Exercise material:
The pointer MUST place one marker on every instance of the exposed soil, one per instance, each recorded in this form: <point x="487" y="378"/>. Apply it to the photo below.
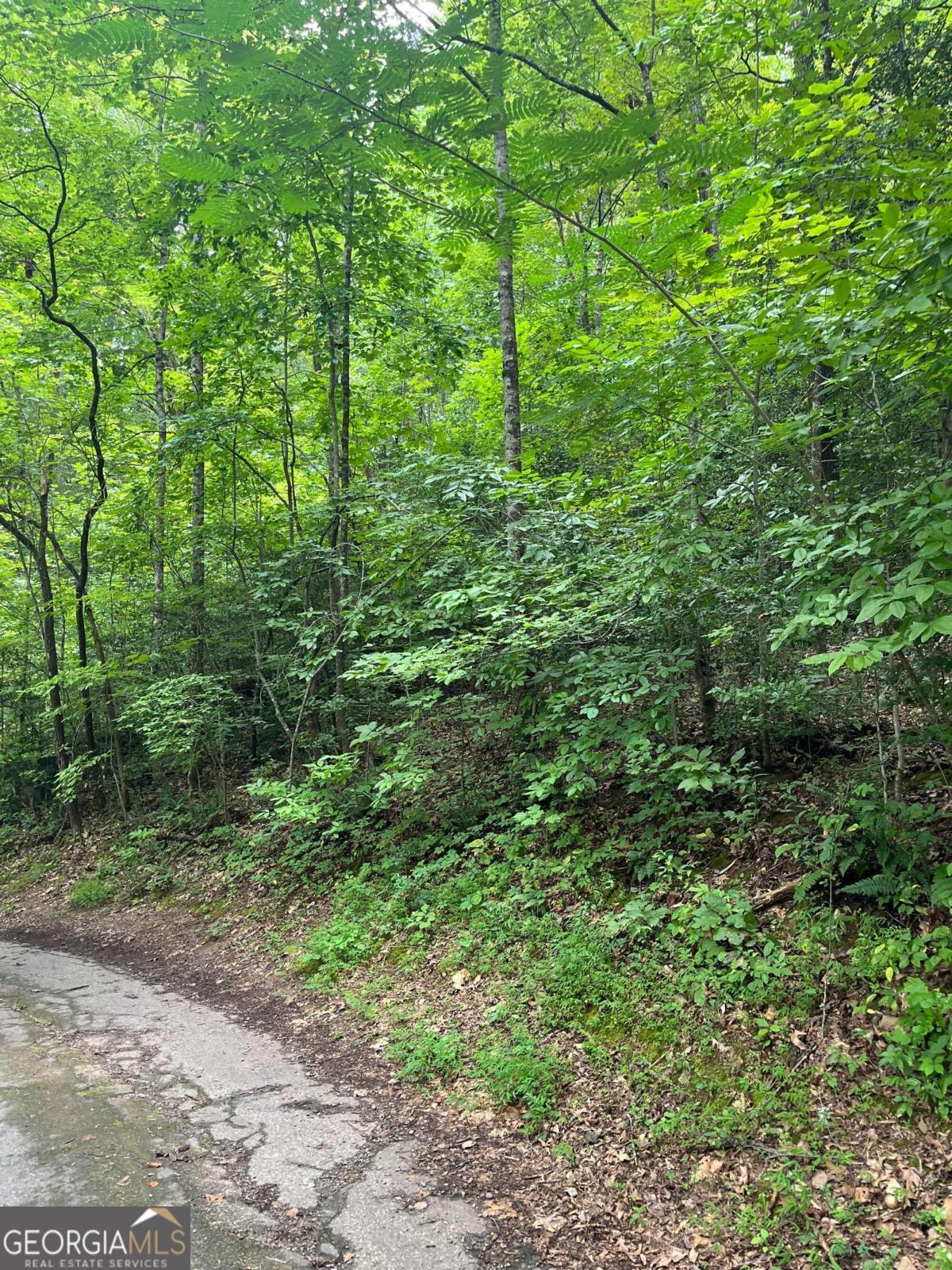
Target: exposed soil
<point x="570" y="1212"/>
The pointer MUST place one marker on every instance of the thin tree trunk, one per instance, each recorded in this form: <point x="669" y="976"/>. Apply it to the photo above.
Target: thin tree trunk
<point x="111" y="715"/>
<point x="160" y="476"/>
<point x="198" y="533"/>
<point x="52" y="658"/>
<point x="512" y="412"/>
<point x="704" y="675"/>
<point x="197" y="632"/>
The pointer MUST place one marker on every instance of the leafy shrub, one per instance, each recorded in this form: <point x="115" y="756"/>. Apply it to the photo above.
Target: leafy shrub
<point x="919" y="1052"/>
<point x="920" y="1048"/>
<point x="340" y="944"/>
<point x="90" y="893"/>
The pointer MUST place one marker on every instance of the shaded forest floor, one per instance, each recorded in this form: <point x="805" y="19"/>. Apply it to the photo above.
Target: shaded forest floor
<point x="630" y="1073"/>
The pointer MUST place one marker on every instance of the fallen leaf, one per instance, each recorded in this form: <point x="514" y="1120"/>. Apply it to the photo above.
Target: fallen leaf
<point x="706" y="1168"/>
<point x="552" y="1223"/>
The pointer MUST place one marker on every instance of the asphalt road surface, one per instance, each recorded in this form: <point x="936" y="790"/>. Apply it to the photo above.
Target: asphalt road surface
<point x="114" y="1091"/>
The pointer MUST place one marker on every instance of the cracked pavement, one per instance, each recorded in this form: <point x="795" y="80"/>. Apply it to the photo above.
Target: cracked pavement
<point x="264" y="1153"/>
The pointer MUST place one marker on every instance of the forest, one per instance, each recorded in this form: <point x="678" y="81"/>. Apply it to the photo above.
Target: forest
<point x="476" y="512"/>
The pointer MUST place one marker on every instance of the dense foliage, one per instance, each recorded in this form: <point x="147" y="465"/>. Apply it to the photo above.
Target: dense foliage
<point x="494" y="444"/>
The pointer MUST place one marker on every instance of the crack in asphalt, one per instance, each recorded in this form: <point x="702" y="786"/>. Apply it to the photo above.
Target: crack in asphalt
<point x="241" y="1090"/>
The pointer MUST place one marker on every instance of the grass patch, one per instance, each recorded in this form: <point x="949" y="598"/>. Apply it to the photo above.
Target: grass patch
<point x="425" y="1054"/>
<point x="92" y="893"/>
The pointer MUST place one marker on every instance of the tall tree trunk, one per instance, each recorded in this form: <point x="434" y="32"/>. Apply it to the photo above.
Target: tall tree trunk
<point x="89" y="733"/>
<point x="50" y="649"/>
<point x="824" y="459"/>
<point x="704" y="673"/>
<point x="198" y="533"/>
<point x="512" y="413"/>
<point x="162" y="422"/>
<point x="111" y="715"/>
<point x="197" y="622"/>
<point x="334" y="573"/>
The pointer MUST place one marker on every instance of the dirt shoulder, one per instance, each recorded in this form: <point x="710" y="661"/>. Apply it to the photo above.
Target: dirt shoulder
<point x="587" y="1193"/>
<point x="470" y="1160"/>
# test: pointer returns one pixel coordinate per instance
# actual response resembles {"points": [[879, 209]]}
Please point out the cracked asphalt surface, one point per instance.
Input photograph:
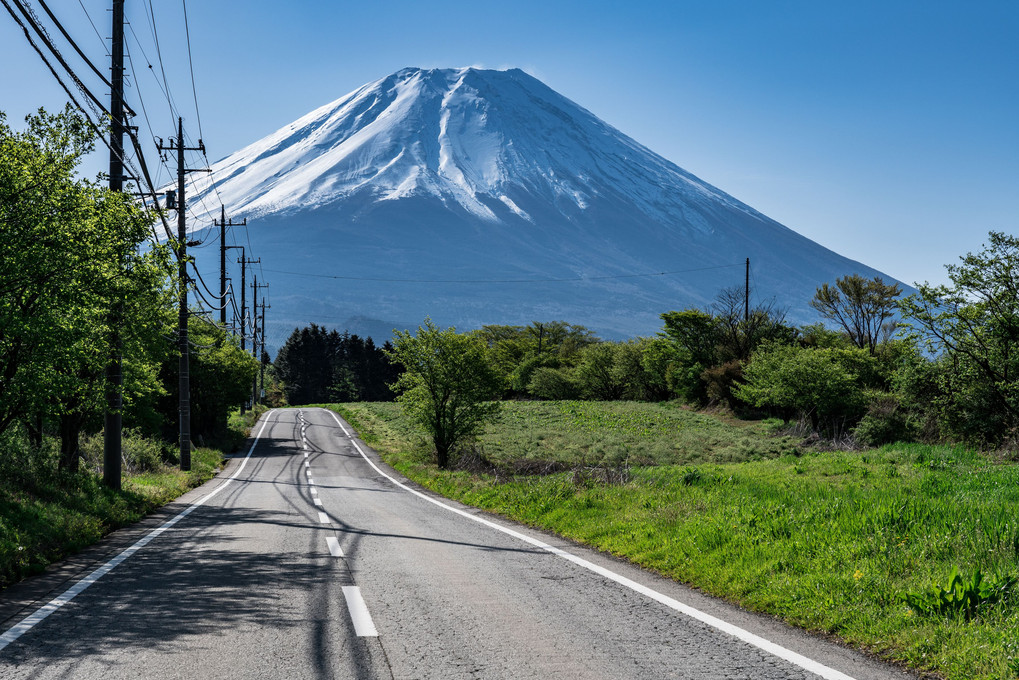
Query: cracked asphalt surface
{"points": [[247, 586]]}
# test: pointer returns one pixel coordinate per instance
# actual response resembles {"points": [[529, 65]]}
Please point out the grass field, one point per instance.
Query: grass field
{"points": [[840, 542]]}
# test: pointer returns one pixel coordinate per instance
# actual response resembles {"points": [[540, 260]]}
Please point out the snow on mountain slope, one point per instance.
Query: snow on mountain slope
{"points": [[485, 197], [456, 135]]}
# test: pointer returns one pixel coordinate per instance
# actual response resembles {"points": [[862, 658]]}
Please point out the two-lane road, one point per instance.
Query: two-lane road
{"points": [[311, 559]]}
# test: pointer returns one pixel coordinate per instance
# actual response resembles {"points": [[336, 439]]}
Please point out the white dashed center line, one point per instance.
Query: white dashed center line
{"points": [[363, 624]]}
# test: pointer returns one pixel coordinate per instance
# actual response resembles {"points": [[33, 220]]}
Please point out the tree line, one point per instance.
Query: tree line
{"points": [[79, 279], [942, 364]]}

The problem: Please repeat the entries exactly. Do not include the pictures.

Solution for this problem:
The pointer MUST place one marker on every instance of the exposed soil, one per instance, each recorded in this form: <point x="487" y="378"/>. Apply it to the photo below.
Target: exposed soil
<point x="570" y="1212"/>
The pointer MUST place one marker on every instance of the thin tree trunk, one per instance, each recorded in this form: <point x="669" y="976"/>. Apply it to the photo above.
Target: thin tree trunk
<point x="111" y="715"/>
<point x="160" y="476"/>
<point x="198" y="533"/>
<point x="52" y="658"/>
<point x="512" y="412"/>
<point x="704" y="675"/>
<point x="197" y="632"/>
The pointer MUST place one marker on every instance of the leafy shrub, one per instance, each recorded in this form: <point x="115" y="756"/>. Apply it to the photo above.
Target: leafy shrub
<point x="919" y="1052"/>
<point x="920" y="1048"/>
<point x="340" y="944"/>
<point x="90" y="893"/>
The pointer MUST place one marker on every instance of the shaded forest floor, one per instance, each recorded in this form: <point x="805" y="19"/>. Apply it to the photo above.
Target: shaded forest floor
<point x="630" y="1073"/>
The pointer MUST place one marker on every instance of the fallen leaf, one per instance, each recorded in this form: <point x="514" y="1120"/>. Apply it to the photo above.
Target: fallen leaf
<point x="706" y="1168"/>
<point x="552" y="1223"/>
The pointer MUST place one marker on every instance of the asphalt road surface, one per instance, each recorded in this form: <point x="936" y="790"/>. Apply it to the photo above.
Target: asphalt road surface
<point x="114" y="1091"/>
The pointer MUST place one marker on every instance of the cracked pavement, one per instance, each recorded in this form: <point x="795" y="80"/>. Apply it to the photo above.
Target: cracked pavement
<point x="264" y="1153"/>
The pointer MUST place one marker on every instance of the forest, one per instance, each recorded in this form: <point x="678" y="81"/>. Apply it to the photo above.
Target: forest
<point x="476" y="512"/>
The pointer MUST place one marker on every instance of the dense foliage, one per instance, each recorded in this form: <point x="147" y="465"/>. Apply it to the photo above.
Target: dense foliage
<point x="494" y="444"/>
The pointer MUST place one marker on every instance of the crack in asphalt, one per instance, each recorded in this form: <point x="702" y="786"/>. Apply it to the photo above.
Target: crack in asphalt
<point x="241" y="1090"/>
The pointer MUST place one marker on every instance of the grass patch, one per instance, each recorded in this form: <point x="949" y="598"/>. Apply it to the photo above.
Target: grass patch
<point x="425" y="1054"/>
<point x="92" y="893"/>
The pointer MUST place one marker on every instance of the tall tree trunk, one per instance, each recorded in this form: <point x="434" y="32"/>. Apply it to the photo above.
Target: tall tree trunk
<point x="89" y="733"/>
<point x="50" y="649"/>
<point x="824" y="459"/>
<point x="704" y="673"/>
<point x="198" y="533"/>
<point x="512" y="413"/>
<point x="162" y="422"/>
<point x="111" y="715"/>
<point x="197" y="622"/>
<point x="334" y="573"/>
The pointer MUST place one marker on every instance of the dirt shoulder, one per instance, each recorded in this form: <point x="710" y="661"/>. Apply it to the photo above.
Target: dirt shoulder
<point x="587" y="1193"/>
<point x="470" y="1160"/>
# test: pointer returns one pixel coordinate per instance
# actual response resembles {"points": [[879, 209]]}
Please point out the cracked asphalt surface, one point per instance.
Input photograph:
Query: cracked asphalt surface
{"points": [[247, 586]]}
# test: pointer returns one pixel coordinate per instance
# actual response resembles {"points": [[529, 65]]}
Please point out the grass field, one point per instance.
Query: grass field
{"points": [[840, 542]]}
# test: pointer returns one pixel coordinate per instance
# actual response resembles {"points": [[540, 260]]}
Please point out the snow on mountain slope, one point per instance.
Query: snow on mountain slope
{"points": [[485, 197], [456, 135]]}
# test: pointer returns one pixel coordinate per instance
# actual response resembles {"points": [[862, 658]]}
Please point out the two-lane road, one point per instance.
Query: two-lane road
{"points": [[311, 559]]}
# test: pointer returns one pixel coordinate per instance
# actual response resembles {"points": [[336, 439]]}
Please point out the white dashed center line, one point per instance.
Query: white dashed center line
{"points": [[363, 624]]}
# test: pointer returns one pixel coordinate per instance
# actual response resembles {"points": [[33, 220]]}
Please point out the tree line, one point per instance.
Query: tree line
{"points": [[79, 279], [942, 364]]}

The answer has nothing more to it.